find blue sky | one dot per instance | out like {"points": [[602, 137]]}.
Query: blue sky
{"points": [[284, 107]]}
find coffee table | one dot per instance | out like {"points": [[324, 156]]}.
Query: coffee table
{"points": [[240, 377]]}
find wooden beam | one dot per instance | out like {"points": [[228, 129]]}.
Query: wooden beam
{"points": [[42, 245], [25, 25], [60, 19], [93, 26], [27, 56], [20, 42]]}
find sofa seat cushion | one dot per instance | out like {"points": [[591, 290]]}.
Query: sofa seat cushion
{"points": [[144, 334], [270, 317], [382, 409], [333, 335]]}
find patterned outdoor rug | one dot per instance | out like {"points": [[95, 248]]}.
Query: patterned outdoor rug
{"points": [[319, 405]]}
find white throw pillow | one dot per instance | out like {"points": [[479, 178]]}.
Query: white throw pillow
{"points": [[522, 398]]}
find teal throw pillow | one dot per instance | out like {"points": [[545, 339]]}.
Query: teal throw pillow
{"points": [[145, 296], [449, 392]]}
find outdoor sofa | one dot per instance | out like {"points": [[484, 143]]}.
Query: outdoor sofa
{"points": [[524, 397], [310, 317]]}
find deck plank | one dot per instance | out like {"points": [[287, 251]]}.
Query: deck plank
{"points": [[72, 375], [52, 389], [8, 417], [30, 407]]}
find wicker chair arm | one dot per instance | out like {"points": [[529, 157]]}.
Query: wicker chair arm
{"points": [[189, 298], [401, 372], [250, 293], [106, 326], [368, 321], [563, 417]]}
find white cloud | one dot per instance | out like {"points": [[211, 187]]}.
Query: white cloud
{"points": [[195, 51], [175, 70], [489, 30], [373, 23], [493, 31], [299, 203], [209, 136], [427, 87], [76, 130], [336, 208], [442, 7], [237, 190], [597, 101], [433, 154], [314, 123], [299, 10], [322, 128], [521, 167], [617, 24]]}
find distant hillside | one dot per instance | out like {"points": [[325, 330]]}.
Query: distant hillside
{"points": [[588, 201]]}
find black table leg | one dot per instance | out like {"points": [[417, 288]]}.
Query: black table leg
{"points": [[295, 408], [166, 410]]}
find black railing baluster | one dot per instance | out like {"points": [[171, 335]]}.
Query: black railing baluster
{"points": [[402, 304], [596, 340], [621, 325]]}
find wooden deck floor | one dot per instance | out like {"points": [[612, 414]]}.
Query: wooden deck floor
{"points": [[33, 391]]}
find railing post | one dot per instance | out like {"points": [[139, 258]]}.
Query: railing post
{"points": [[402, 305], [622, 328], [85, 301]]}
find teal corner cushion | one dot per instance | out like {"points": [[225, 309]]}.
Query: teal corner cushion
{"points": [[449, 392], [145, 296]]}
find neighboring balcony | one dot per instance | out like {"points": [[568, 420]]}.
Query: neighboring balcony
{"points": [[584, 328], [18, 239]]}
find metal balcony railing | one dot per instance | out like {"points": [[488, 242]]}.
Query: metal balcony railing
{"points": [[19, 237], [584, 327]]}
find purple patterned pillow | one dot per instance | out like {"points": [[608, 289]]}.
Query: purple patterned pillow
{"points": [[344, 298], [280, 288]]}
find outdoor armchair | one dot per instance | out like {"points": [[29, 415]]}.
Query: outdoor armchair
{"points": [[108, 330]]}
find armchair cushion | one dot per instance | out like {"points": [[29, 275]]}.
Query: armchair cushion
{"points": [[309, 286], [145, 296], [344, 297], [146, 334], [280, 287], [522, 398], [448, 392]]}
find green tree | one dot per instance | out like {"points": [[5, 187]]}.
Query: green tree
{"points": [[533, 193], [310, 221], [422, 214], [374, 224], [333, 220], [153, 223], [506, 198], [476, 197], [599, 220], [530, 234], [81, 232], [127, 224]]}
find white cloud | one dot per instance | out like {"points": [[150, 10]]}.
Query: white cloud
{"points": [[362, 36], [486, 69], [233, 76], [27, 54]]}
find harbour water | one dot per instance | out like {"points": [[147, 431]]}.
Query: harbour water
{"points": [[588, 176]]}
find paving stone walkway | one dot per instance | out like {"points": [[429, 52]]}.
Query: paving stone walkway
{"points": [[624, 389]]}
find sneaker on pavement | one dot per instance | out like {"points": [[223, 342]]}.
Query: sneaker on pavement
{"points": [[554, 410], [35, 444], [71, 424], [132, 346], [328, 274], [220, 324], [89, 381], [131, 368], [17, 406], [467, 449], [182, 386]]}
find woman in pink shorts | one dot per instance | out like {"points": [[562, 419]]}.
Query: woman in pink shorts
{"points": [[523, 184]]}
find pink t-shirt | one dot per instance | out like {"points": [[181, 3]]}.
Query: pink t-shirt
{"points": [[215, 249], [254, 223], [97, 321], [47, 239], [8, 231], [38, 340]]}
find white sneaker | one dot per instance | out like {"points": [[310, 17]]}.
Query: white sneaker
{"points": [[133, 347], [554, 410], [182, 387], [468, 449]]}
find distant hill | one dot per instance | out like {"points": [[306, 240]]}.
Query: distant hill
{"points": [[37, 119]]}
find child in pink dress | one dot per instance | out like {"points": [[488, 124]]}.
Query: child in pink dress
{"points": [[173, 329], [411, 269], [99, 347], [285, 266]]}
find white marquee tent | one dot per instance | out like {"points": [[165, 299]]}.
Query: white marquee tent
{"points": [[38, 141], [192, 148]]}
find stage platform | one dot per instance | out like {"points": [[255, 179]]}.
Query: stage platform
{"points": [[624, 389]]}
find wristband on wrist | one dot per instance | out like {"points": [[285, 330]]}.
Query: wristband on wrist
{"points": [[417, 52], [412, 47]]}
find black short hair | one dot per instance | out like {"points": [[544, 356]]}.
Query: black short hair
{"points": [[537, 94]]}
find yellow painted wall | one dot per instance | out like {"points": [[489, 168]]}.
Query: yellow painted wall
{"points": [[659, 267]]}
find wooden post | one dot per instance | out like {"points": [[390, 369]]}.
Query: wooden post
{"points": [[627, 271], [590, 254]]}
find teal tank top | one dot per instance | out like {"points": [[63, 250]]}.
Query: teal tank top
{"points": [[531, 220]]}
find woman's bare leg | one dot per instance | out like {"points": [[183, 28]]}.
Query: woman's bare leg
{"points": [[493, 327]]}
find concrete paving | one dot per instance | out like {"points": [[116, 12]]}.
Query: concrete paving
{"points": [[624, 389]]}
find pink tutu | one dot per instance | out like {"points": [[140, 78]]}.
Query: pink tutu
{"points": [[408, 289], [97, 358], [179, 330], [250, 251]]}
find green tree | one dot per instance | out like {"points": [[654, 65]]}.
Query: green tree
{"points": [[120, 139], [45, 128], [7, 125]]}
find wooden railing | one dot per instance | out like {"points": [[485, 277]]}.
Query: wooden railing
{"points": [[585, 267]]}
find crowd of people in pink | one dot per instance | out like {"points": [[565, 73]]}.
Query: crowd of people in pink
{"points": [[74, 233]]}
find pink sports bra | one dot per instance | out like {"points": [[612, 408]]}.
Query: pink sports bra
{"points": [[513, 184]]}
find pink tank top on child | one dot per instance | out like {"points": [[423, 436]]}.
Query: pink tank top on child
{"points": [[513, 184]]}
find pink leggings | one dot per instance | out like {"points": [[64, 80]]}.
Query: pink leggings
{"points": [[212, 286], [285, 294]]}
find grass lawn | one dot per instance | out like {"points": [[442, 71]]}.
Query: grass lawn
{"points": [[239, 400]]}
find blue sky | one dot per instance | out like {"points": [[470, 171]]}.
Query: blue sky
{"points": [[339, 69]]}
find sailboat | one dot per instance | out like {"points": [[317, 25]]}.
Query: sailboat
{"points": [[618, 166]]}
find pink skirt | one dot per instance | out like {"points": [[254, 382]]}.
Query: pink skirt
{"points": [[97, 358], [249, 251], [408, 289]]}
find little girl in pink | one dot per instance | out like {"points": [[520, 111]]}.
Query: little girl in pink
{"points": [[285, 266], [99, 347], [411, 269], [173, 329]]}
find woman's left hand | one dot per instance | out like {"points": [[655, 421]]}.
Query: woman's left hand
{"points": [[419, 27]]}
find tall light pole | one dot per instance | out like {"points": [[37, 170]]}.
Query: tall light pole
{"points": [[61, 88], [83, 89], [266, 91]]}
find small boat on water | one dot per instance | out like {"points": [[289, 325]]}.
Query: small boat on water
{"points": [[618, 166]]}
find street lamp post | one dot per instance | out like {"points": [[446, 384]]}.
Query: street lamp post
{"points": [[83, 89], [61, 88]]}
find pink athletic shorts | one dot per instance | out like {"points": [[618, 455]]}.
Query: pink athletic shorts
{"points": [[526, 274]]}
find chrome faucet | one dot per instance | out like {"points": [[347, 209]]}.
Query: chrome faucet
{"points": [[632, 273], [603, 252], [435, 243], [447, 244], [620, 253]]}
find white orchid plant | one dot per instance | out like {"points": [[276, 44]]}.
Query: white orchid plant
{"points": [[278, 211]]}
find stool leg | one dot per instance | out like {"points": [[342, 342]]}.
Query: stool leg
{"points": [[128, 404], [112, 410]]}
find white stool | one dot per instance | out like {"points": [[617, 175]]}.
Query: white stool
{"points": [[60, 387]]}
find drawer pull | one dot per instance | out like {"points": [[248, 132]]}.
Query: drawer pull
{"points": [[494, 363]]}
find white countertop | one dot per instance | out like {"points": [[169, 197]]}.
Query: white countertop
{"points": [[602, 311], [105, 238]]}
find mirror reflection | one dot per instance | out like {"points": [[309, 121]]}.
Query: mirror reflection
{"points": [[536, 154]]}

***

**About this exercise**
In your answer, include only the lines above starting at the line that holds "Query: pink t-shirt" and ending at the line that holds "find wooden post", copied exactly.

**Solution for this exercise**
Query: pink t-shirt
{"points": [[215, 249], [254, 223], [97, 321], [47, 239], [8, 231], [38, 340]]}
find white sneaker | one dot per instance | out like {"points": [[310, 17]]}.
Query: white sneaker
{"points": [[133, 347], [554, 410], [182, 387], [468, 449]]}
find distant hill | one dot per instance | out like {"points": [[306, 240]]}.
Query: distant hill
{"points": [[37, 119]]}
find child in pink dress | one dot per instance | out like {"points": [[488, 124]]}.
Query: child in pink dress
{"points": [[173, 329], [411, 269], [99, 347], [285, 266]]}
find white marquee tent | one dot per instance | out like {"points": [[165, 299]]}.
Query: white marquee tent
{"points": [[38, 141], [192, 148]]}
find stage platform | one dot per instance | out like {"points": [[255, 179]]}.
Query: stage platform
{"points": [[624, 389]]}
find wristband on wrist | one dot per instance | out like {"points": [[285, 330]]}.
Query: wristband on wrist
{"points": [[417, 52], [412, 47]]}
find black short hair | one dot per instance | out like {"points": [[544, 356]]}.
Query: black short hair
{"points": [[537, 94]]}
find yellow painted wall | one dot per instance | out like {"points": [[489, 168]]}.
Query: yellow painted wall
{"points": [[659, 267]]}
find wooden post | one dot per instance | out like {"points": [[390, 369]]}.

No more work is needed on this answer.